■ Page extract ■

☆ ☆ ☆

Hello,

On Sun, Mar 15, 2009 at 1:35 PM, Greg Sabino Mullane <[email protected]> wrote:
>> When I fetch player names from the database above,
>> they don't seem to be recognized as UTF8:
>> ...
>> Can't DBD::Pg recognize that it's UTF8 data?
>
> You have not told us what version of DBI and DBD::Pg you
> are using. Please also provide a simple test case - it's
> hard to guess at what a program might be doing. Far better
> to provide some code.

ok, sorry. It's OpenBSD 4.3 + default perl and packages:

perl, v5.8.8 built for i386-openbsd
p5-DBD-Pg-1.49
p5-DBI-1.59
postgresql-client-8.2.6
postgresql-server-8.2.6

And here is my test case, the last printed line shows my problem:

http://pastebin.com/f6fc68309

$ cat dbi-utf.pl
#!/usr/bin/perl -w

use strict;
use utf8;
use DBI qw(:utils);
use Encode qw(encode_utf8 decode_utf8);

use constant HEARTS_HTML => pack ' U', 0x2665;
use constant X => 'phpbb';

my ($dbh, $ins1, $ins2, $sel1, $sel2, $href, $str1, $str2);

$dbh = DBI->connect('dbi:Pg:dbname=' . X, X, X, { RaiseError => 1});

$dbh->do('create table test1 (col1 integer, col2 varchar(50))');
$dbh->do('create table test2 (col3 integer, col4 text)');
$ins1 = $dbh->prepare('insert into test1 values (?, ?)');
$ins2 = $dbh->prepare('insert into test2 values (?, ?)');
$sel1 = $dbh->prepare('select * from test1 order by col1');
$sel2 = $dbh->prepare('select * from test2');

$ins1->execute(10, 'ABCDE');
$ins1->execute(20, 'АБВГД'); # the 1st 5 russian letters
$sel1->execute();

while ($href = $sel1->fetchrow_hashref()) {
        print "$href->{col1} $href->{col2}: " .

☆ ☆ ☆

■ Rows pointing to named objects ■
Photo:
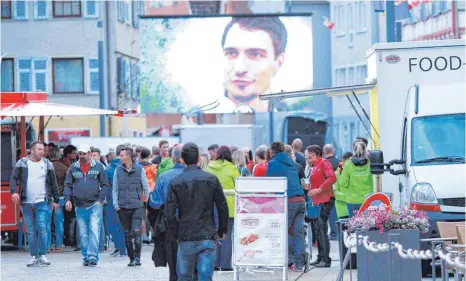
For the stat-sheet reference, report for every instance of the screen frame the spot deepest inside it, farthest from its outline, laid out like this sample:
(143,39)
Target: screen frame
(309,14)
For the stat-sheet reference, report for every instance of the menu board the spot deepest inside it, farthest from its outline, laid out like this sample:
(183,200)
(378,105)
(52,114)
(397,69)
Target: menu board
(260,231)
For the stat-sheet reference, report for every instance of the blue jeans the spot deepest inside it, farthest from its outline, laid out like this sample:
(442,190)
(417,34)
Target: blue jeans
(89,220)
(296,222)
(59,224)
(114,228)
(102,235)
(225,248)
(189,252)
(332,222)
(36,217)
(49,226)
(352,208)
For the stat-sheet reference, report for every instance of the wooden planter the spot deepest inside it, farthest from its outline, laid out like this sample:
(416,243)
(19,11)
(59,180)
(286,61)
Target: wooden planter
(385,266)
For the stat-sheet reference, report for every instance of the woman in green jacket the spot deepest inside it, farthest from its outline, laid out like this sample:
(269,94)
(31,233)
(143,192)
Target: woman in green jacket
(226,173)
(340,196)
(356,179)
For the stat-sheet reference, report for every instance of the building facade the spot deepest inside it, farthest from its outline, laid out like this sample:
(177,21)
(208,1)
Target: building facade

☆ ☆ ☆

■ Aim ■
According to the post, which version of DBD::Pg is installed? The rows are separate from the post and are not tied to it.

■ Response ■
Version 1.49 (p5-DBD-Pg-1.49).